→ Stored dataset items:

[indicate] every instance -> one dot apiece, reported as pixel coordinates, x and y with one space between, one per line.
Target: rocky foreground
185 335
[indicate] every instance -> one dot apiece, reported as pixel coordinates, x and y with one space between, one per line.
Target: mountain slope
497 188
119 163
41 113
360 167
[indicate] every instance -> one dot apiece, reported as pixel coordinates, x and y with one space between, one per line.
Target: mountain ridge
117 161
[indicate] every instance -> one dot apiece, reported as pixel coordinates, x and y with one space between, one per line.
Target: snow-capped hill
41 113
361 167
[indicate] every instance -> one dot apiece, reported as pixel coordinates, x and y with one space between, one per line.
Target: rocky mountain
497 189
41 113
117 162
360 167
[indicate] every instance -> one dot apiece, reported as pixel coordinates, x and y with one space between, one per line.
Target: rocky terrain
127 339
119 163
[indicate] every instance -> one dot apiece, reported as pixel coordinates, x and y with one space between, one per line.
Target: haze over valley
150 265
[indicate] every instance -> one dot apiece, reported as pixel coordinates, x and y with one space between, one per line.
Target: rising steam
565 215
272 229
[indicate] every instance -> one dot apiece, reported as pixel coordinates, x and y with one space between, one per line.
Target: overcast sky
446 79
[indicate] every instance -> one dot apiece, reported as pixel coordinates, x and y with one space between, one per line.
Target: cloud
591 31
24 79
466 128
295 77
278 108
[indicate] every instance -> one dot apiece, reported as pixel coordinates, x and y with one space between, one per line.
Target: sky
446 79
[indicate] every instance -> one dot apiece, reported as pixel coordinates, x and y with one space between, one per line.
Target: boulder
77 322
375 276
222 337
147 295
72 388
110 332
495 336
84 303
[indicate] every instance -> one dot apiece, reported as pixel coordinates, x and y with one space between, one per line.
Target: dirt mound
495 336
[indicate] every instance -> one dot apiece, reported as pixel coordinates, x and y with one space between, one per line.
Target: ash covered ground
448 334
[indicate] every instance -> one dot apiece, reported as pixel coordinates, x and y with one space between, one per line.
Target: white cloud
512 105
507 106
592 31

→ Exercise description: The full set of lines above should be retyped without a single change.

→ Written response:
[indicate] every instance -> one dot apiece, reported as pixel coordinates, x and y with one space between, one per line.
Target: rocky foreground
185 335
[indicate] every instance -> one dot apiece, reported as pixel coordinates, x and y with one space between, one per line.
Target: mountain slope
497 188
119 163
41 113
360 167
[indicate] every instance -> one dot apiece, reported as pixel coordinates, x and y with one space between, one per line.
Target: mountain ridge
117 161
[indicate] every instance -> one dot apiece, reported as pixel coordinates, x and y with one space between, one per line.
Target: snow-capped hill
41 113
361 167
[indicate] every instance -> one dot apiece, reported as pixel coordinates, x and y with one space between, one per line.
Target: rocky mountain
497 189
41 113
117 162
360 167
[indicate] every instance -> one dot apiece, reported as pixel coordinates, x and y with one space between, one per line.
Target: rocky terrain
127 339
119 163
[indicate] every instance -> one dot apiece, reported as pixel coordinates, x and y with one space between, one per line.
Target: haze over valley
150 265
[indicate] every instance -> one dot apiece, reported as pixel coordinates, x and y with one space between, one per line.
Target: rising steam
565 215
272 229
[indicate] every instance -> one dot apiece, reported as pixel coordinates, x and y with one space between, one per line.
Target: overcast sky
446 79
[indicate] every instance -> one dot apiece, reported as pixel coordinates, x and y with one space between, one per line.
Target: cloud
591 31
24 79
466 128
295 77
278 108
[indicate] every instance -> one dot apiece, reported as pixel coordinates, x and y with one space between, one per line.
Target: sky
446 79
[indicate] every instance -> one dot apiece, reported as pixel coordinates, x and y with one space between, one per line.
Target: boulder
77 322
375 276
222 337
147 295
72 388
110 332
495 336
84 303
[indicate] every instance -> one dot apiece, reported as pixel coordinates, x and y with one space between, one per line.
Target: dirt mound
495 336
[indicate] every instance -> one dot apiece, reported as pixel coordinates, x and y with one space between, one per line.
Target: ash covered ground
448 334
[indicate] every instance -> one dot apiece, reported as pixel coordinates, x and y with one space between, one per line.
Target: white cloud
512 105
507 106
592 31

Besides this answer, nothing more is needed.